Text for analysis:
□ □ □
[Home]

Table of contents


More statistical models

Model 4: Random browser model

When we search the web, Google not only finds all the pages, but also ranks them in the order of importance. This ranking is a complex affair, depending on importance of the webpage itself, as well as other considerations like your identity, search history, revenue generation etc. The entire algorithm is propreitary. But here I shall discuss a simpler version that is taken from the PhD thesis of Larry Page, one of the founders of Google. I shall discuss this using a toy example. Consider this little internet.
A little internet
Here each square is a webpage. The links are shown as arrows. Just by looking at this, can you guess which page is the most important? A first attempt could use the number of incoming links: a page must be important if lots of other pages link to it. So 5 must be a very important page, and 1 and 3 are both least important. But wait a second! Shouldn`t 1 also be pretty important, because though it has just a single incoming link, yet that single link comes from 5, which itself is a bigshot! So it seems that importance of a page may depend on the importance of its neighbours, which in its turn may depend indirectly on the page we are trying to find the importance of. This makes the problem complicated. Let`s see how a little statistical modelling helps us here.
□ □ □
Data excerpts:
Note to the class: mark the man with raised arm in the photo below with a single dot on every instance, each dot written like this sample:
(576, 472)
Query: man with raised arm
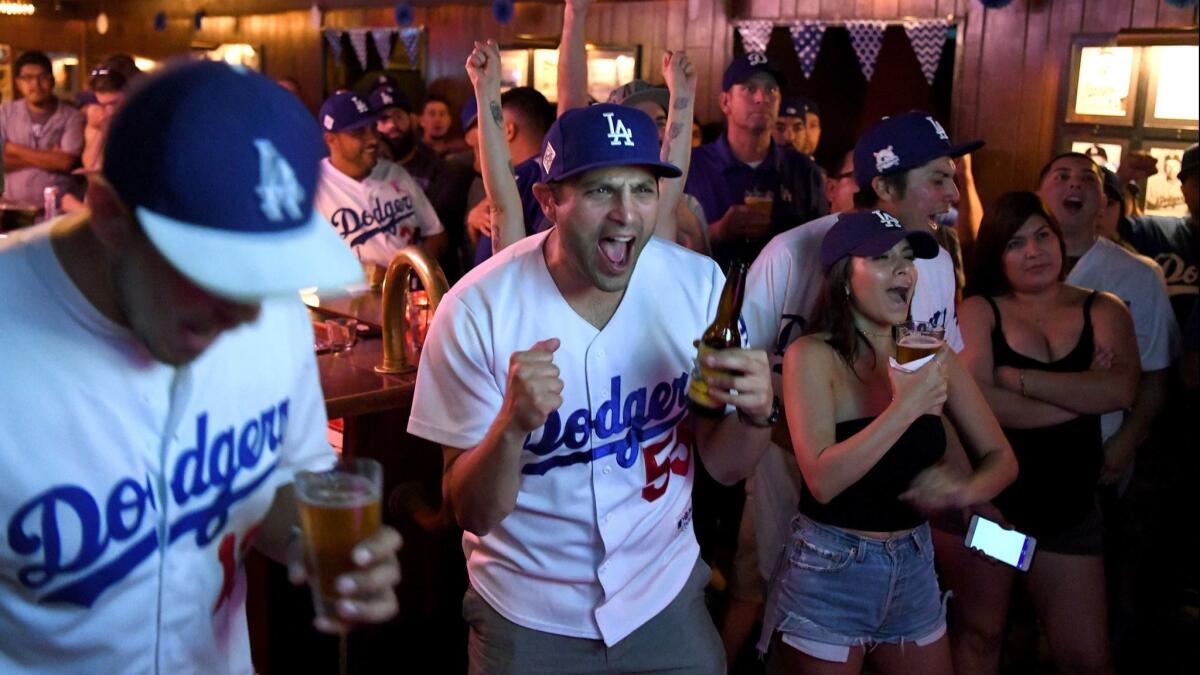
(569, 451)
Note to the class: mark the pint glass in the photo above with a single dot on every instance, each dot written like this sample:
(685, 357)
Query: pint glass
(339, 508)
(917, 339)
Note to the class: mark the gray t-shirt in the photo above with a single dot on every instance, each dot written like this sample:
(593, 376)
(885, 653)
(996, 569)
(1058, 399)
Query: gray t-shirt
(63, 130)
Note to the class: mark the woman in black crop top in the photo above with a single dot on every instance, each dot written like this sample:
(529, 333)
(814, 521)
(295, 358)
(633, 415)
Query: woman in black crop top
(858, 583)
(1049, 358)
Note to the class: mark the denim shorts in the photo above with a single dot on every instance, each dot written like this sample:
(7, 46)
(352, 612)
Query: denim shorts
(835, 590)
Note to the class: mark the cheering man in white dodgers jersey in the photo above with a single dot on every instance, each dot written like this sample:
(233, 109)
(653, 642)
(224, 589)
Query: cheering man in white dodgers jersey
(160, 387)
(555, 376)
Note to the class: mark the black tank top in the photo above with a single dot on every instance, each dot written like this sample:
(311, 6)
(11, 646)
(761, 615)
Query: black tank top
(1059, 464)
(871, 503)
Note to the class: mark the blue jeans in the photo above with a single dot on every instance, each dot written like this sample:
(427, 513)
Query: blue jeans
(834, 590)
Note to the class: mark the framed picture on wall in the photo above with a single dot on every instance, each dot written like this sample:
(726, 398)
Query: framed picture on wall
(1103, 83)
(1174, 87)
(1104, 151)
(1163, 195)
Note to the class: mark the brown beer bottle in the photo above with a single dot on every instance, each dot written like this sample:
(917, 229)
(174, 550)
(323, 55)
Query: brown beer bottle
(723, 334)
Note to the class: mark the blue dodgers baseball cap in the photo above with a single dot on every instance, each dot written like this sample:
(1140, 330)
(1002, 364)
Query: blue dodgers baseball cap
(748, 65)
(603, 135)
(388, 96)
(870, 233)
(346, 111)
(903, 142)
(469, 114)
(220, 166)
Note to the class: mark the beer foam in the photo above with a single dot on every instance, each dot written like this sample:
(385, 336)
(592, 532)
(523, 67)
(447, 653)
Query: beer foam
(919, 341)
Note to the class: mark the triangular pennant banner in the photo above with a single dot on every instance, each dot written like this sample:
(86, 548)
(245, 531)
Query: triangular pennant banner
(807, 41)
(868, 39)
(928, 37)
(382, 37)
(412, 40)
(359, 41)
(335, 42)
(755, 35)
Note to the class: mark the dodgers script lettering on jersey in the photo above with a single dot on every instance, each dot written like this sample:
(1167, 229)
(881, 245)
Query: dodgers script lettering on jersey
(383, 216)
(66, 531)
(622, 424)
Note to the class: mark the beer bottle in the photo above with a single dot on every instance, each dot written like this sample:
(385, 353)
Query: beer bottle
(723, 334)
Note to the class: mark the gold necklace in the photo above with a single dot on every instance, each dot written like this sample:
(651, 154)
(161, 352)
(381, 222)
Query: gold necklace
(869, 334)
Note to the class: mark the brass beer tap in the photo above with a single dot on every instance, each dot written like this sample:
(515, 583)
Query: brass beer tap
(395, 303)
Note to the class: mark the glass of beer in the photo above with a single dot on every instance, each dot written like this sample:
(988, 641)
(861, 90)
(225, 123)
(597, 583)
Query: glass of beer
(339, 508)
(918, 339)
(760, 201)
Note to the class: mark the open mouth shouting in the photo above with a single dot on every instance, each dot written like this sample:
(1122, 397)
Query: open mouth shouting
(617, 252)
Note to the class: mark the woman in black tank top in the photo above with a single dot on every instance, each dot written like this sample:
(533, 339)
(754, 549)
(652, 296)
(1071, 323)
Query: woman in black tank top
(858, 583)
(1050, 358)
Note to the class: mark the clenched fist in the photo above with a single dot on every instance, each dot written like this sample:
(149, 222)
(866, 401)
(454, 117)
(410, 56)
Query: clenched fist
(534, 387)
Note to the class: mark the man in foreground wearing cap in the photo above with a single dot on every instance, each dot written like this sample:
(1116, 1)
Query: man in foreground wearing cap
(372, 203)
(168, 389)
(905, 166)
(569, 454)
(744, 165)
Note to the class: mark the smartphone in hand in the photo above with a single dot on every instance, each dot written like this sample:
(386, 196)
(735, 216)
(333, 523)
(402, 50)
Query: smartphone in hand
(1006, 545)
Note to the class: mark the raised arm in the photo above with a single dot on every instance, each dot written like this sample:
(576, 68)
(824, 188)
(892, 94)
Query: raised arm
(1011, 407)
(573, 58)
(495, 159)
(681, 78)
(828, 465)
(1109, 386)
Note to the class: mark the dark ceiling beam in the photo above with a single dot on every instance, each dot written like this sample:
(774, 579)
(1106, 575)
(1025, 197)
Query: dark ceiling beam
(89, 9)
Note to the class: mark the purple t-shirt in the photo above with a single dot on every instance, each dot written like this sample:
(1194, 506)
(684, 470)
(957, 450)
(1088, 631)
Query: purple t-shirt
(63, 130)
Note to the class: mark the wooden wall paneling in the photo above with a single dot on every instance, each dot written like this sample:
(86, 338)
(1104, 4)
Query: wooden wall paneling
(918, 9)
(1001, 96)
(1144, 13)
(969, 85)
(1169, 16)
(1036, 127)
(699, 28)
(1104, 16)
(886, 10)
(807, 10)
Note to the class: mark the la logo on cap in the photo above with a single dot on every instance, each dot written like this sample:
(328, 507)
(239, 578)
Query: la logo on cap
(886, 159)
(277, 187)
(939, 130)
(888, 220)
(618, 133)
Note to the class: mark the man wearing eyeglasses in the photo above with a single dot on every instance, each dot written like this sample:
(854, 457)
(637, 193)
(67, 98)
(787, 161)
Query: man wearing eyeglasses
(42, 137)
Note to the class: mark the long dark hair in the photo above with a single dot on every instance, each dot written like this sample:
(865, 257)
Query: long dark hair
(1000, 222)
(834, 314)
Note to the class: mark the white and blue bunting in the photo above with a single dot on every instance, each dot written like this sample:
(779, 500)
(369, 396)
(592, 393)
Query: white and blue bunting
(807, 41)
(928, 37)
(755, 35)
(867, 37)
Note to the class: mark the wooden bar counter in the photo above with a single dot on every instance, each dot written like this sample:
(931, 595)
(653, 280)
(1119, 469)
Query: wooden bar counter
(429, 634)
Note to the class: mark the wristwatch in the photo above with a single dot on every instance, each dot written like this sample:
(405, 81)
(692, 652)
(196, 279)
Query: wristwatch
(772, 418)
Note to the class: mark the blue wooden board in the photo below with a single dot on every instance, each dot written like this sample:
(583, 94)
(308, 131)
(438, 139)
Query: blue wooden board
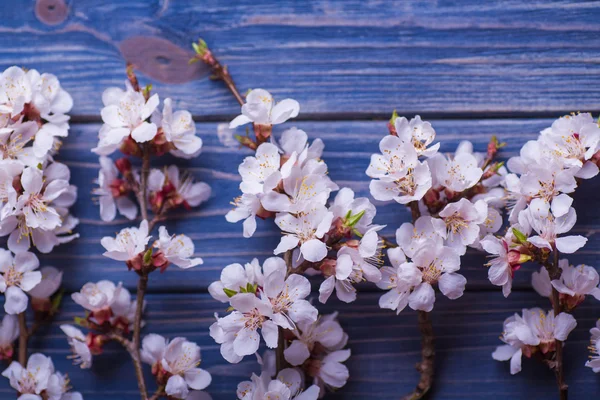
(384, 348)
(349, 63)
(350, 57)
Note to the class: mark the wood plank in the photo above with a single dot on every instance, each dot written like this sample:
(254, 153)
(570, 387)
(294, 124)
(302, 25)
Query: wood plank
(341, 56)
(381, 366)
(348, 148)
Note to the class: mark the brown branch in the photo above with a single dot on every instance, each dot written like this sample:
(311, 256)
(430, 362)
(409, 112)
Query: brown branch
(135, 357)
(555, 272)
(23, 337)
(426, 366)
(219, 70)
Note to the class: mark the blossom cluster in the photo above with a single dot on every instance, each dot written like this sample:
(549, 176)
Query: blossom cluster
(133, 125)
(538, 188)
(35, 193)
(454, 200)
(287, 180)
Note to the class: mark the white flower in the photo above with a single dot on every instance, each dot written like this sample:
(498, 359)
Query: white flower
(594, 361)
(259, 109)
(251, 314)
(260, 173)
(234, 277)
(179, 359)
(48, 96)
(458, 173)
(58, 386)
(331, 371)
(125, 113)
(110, 193)
(437, 265)
(18, 275)
(82, 355)
(287, 386)
(179, 129)
(573, 138)
(353, 265)
(417, 132)
(15, 91)
(33, 379)
(287, 297)
(577, 282)
(14, 140)
(409, 185)
(395, 158)
(177, 249)
(535, 329)
(398, 280)
(97, 297)
(549, 227)
(9, 332)
(345, 204)
(459, 223)
(128, 244)
(546, 185)
(306, 229)
(411, 238)
(246, 208)
(326, 331)
(301, 190)
(187, 192)
(35, 201)
(295, 140)
(503, 263)
(541, 282)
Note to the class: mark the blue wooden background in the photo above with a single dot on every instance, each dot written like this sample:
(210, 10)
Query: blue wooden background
(475, 68)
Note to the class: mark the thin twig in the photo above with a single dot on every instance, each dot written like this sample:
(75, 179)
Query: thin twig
(426, 366)
(555, 273)
(23, 337)
(135, 357)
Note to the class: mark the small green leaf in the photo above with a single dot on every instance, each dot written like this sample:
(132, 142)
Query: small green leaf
(56, 300)
(354, 219)
(394, 116)
(519, 235)
(148, 256)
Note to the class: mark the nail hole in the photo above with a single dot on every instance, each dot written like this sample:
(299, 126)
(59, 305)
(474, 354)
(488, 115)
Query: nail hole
(163, 60)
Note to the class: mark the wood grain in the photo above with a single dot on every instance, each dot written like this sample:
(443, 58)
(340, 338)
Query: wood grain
(347, 152)
(381, 364)
(350, 57)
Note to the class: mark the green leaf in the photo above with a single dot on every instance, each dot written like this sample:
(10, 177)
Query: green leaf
(353, 220)
(148, 256)
(56, 300)
(394, 116)
(519, 235)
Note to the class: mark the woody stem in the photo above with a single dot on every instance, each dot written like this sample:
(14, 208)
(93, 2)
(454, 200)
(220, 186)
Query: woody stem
(135, 357)
(280, 362)
(555, 273)
(426, 365)
(23, 337)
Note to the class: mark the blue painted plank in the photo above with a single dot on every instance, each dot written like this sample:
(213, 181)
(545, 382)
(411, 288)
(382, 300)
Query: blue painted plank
(341, 56)
(381, 366)
(347, 152)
□ □ □
Task 1:
Write out the part of the passage on the random browser model that opens with the words containing "More statistical models" and closes with "this little internet.".
Task 2:
Write what comes next in the passage on the random browser model, starting after its final sentence.
The items were taken from an unrelated source.

Expected output 1:
More statistical models

Model 4: Random browser model

When we search the web, Google not only finds all the pages, but also ranks them in the order of importance. This ranking is a complex affair, depending on importance of the webpage itself, as well as other considerations like your identity, search history, revenue generation etc. The entire algorithm is propreitary. But here I shall discuss a simpler version that is taken from the PhD thesis of Larry Page, one of the founders of Google. I shall discuss this using a toy example. Consider this little internet.

Expected output 2:
Imagine a random surfer, one who visits a page, clicks any outgoing link at random (equal chance to each link), and continues indefinitely like that. Keep a track of the proportion of times he visits each page. The pages visited most often must be the more important ones.

Model 5: Capture-recapture

Suppose that we want to estimate the number of fish in a lake. One method is to drain out the lake, and count all the fish. But this is not practicable. A viable alternative is provided by the capture-recapture method.

The process proceeds in two steps: capture and recapture. In the capture step we catch (a random) sample of fish, tag them, and return them to the lake. After allowing sufficient time for these released fish to mix up in the population, we recapture another (random) sample of fish, and count the number of tagged fish among the recaptured fish. Using this number, we can estimate the total number of fish as follows.

Let $N$ be the population size (to be estimated). Let $m$ and $n$ be the capture and recapture sizes, respectively. Let $X$ be the number of tagged fish among the recaptured ones. Since our recapture was a random sample, we may reasonably(?) assume that the proprtion of tagged fish in the sample is approximately equal to the proprtion of tagged fish in the population: $$ \frac mN\approx \frac Xn. $$ From this we get $\hat N = \frac{mn}{X}.$

This is a crude estimator. But the same idea may be made more sophisticated by increasing the number of capture and recapture stages.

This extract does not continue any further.